§ ЧТО СДЕЛАТЬ:
1 – Согласуются ли с отрывком о «стальном панцире» следующие утверждения: (а) Забаев толкует «стальной панцирь» как мораль; (б) Вебер называл современников «последними людьми» из-за их рабского подчинения этическим принципам; (в) для Вебера носители идеи Beruf были моральным образцом? На каждое ответьте «да» или «нет» и приведите решающие слова отрывка дословно.
2 – Выпишите из записей все строки, где встречается слово «tree».

§ ВЫБРАННЫЙ ОТРЫВОК:
*-*-*
А что мы читаем у И.В. Забаева? Согласно его толкованию, «стальной панцирь» это… мораль: «В человеке есть стальной панцирь от которого он не может освободиться, – стальной панцирь морали» [Забаев, 2019, с. 43]. Если говорить более конкретно, то, оказывается, корень зла кроется в этике призвания: «Именно Beruf создавал “стальной панцирь”, и этому этосу человек “добровольно” следовал»; «Веберовская “Протестантская этика” явилась одним из классических образцов… подозрения: …“А вдруг призвание – это проклятие?”» [Там же].
Здесь буквально все поставлено с ног на голову. Для Вебера носители идеи Beruf (кальвинисты и члены протестантских сект) являлись недосягаемым моральным образцом – героями, чья жизнь была исполнена высшего смысла; он называл своих современников «последними людьми» не из-за их рабского подчинения этическим принципам, а, наоборот, из-за окончательного ухода морали из их жизни; его ключевая метафора отсылает нас не к «овнутренному стальному панцирю долга» [Там же], а к «стальному панцирю» чудовищного космоса борьбы за выживание, где осознание внутреннего нравственного долга оказывается заменено внешним экономическим принуждением.
*-*-*
§ ИСХОДНЫЕ ЗАПИСИ:
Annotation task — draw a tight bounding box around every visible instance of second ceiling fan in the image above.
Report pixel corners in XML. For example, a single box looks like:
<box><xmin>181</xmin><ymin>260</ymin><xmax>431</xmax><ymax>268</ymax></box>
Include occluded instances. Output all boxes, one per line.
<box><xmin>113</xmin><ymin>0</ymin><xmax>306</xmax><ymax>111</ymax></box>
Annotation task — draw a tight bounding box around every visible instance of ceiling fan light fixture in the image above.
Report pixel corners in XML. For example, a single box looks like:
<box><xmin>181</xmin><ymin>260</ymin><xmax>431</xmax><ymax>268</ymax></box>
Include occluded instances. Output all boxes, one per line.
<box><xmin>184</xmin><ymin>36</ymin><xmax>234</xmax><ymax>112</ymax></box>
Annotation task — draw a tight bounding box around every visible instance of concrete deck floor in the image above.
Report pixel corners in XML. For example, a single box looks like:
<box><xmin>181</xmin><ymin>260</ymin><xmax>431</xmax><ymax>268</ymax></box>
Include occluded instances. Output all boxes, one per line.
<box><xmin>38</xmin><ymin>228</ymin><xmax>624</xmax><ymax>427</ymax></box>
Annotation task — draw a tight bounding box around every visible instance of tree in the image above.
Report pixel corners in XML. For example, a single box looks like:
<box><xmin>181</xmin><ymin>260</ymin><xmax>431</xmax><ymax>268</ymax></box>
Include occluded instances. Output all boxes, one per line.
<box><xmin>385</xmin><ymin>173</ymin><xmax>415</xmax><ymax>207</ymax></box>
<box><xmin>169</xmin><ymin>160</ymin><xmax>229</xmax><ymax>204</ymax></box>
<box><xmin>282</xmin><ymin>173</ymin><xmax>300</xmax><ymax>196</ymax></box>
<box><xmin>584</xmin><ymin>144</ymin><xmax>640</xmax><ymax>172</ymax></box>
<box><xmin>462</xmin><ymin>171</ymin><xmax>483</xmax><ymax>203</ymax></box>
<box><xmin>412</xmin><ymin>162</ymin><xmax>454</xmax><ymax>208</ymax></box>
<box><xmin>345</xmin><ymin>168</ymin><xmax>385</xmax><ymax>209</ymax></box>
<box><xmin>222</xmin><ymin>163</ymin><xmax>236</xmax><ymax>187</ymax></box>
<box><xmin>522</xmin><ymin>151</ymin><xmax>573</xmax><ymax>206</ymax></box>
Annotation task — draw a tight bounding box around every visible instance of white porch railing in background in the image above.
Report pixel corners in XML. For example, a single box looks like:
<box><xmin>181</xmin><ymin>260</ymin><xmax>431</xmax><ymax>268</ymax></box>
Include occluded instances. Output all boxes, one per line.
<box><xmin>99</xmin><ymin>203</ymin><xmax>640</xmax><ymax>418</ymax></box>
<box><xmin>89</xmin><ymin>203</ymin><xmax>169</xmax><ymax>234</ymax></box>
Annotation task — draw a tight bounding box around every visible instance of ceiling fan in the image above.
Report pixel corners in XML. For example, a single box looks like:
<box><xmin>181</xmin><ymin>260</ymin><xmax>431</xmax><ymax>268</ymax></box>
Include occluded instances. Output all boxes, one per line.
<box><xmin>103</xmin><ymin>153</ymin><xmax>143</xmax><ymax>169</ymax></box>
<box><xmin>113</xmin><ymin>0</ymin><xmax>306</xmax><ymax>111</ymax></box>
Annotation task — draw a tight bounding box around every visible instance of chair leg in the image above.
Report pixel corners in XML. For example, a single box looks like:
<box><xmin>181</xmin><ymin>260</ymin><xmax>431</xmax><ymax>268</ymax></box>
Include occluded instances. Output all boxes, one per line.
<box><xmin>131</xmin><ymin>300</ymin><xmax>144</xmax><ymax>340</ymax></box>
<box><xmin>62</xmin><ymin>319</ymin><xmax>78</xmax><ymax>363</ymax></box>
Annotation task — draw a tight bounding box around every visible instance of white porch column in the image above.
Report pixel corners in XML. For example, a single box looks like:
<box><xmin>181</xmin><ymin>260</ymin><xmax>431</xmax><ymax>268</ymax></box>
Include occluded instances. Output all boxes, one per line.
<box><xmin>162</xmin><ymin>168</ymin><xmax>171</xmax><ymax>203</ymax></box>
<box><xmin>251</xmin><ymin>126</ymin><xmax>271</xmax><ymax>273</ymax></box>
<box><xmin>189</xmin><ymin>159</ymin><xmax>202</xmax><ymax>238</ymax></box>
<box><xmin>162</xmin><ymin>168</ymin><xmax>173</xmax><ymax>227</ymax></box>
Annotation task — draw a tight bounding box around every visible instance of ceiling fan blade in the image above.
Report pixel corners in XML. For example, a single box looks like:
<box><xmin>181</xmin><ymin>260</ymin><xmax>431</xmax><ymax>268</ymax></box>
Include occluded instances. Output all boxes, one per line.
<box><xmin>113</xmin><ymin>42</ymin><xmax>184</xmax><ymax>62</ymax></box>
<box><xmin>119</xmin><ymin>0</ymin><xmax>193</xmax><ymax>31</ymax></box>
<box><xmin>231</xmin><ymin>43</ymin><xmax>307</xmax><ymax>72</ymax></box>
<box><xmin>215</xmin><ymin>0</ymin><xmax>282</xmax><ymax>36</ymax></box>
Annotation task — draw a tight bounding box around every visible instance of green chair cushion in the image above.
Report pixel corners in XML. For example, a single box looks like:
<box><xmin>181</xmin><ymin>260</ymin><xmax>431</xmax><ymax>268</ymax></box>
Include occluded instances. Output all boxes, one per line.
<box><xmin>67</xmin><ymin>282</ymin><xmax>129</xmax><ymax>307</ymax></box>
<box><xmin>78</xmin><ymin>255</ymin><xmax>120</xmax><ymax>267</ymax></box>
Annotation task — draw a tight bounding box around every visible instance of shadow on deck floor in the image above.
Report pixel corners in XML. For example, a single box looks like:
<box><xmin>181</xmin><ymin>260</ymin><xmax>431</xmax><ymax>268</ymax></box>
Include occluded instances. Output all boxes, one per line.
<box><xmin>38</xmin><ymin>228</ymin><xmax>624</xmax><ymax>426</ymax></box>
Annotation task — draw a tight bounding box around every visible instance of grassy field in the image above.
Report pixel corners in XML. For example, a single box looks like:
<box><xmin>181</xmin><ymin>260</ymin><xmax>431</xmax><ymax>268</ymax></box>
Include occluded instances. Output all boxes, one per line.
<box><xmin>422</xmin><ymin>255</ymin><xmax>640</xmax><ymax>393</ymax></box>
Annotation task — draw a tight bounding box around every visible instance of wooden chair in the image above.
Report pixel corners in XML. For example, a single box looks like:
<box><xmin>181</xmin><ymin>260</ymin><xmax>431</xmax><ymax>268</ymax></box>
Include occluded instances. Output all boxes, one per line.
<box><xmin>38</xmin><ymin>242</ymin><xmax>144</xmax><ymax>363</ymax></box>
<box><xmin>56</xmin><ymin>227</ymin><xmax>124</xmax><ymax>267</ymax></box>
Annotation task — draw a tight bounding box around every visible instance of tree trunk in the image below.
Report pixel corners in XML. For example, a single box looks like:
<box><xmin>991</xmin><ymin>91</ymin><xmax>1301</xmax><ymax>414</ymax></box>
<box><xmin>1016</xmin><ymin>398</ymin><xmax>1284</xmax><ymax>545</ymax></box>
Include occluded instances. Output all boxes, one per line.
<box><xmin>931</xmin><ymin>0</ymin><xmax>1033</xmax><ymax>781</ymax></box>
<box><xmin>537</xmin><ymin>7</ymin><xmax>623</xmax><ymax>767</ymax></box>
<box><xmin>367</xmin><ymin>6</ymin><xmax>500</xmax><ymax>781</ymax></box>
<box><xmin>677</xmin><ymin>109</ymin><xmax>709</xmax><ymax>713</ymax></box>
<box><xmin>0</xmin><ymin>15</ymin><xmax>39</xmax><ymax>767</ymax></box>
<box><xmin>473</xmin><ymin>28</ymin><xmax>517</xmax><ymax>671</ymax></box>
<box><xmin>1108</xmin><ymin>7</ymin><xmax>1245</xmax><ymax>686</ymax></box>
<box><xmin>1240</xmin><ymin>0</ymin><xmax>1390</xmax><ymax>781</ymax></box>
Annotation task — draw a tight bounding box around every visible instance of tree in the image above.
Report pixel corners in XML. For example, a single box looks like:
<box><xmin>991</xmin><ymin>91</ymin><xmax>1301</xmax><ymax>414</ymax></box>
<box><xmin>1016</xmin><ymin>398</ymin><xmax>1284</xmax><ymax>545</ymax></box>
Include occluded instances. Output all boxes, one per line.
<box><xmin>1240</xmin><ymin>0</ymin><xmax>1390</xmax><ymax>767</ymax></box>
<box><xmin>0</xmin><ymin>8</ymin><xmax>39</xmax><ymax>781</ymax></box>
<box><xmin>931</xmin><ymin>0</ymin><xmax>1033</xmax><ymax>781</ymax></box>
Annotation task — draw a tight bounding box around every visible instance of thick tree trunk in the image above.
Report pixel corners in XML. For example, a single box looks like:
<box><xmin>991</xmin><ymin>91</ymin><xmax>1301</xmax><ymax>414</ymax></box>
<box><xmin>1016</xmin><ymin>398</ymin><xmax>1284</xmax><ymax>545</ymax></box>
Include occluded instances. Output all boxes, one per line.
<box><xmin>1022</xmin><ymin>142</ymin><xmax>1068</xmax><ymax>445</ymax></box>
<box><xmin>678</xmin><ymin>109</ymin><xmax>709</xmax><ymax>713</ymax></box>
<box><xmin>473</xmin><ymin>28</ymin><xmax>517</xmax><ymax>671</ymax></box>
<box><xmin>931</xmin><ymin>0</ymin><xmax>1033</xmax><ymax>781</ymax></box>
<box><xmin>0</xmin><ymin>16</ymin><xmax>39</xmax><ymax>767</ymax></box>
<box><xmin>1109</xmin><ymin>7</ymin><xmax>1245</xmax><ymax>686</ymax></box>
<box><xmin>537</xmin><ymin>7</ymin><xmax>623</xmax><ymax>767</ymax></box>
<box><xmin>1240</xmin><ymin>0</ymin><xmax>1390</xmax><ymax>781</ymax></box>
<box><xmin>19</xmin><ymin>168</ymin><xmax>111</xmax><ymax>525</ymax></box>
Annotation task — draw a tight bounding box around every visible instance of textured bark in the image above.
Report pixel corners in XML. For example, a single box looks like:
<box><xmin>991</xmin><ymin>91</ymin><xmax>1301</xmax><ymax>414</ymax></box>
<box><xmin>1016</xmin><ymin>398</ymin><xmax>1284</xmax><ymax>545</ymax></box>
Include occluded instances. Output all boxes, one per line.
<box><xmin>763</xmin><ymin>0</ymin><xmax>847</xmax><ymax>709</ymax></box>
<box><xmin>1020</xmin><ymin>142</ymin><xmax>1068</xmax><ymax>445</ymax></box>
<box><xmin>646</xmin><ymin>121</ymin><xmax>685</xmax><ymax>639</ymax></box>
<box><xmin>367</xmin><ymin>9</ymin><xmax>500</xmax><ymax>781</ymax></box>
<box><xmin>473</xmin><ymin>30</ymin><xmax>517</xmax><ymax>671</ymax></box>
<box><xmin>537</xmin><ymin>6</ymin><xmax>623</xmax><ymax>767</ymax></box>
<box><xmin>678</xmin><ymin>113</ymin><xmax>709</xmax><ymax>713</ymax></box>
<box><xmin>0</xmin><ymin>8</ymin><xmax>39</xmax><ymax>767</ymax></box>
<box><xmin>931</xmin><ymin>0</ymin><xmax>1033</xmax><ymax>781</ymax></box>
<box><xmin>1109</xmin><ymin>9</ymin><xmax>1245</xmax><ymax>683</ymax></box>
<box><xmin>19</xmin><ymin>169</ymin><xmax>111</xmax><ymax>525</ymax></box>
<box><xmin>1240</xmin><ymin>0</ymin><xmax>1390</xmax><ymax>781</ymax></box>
*-*-*
§ ОТВЕТЫ К ЗАДАНИЯМ:
1 –
(а) Да: «стальной панцирь морали».
(б) Нет: «не из-за их рабского подчинения этическим принципам, а, наоборот, из-за окончательного ухода морали из их жизни».
(в) Да: «являлись недосягаемым моральным образцом».

2 –
Annotation task — draw a tight bounding box around every visible instance of tree in the image above.
Annotation task — draw a tight bounding box around every visible instance of tree trunk in the image below.
Annotation task — draw a tight bounding box around every visible instance of tree in the image above.
Annotation task — draw a tight bounding box around every visible instance of thick tree trunk in the image above.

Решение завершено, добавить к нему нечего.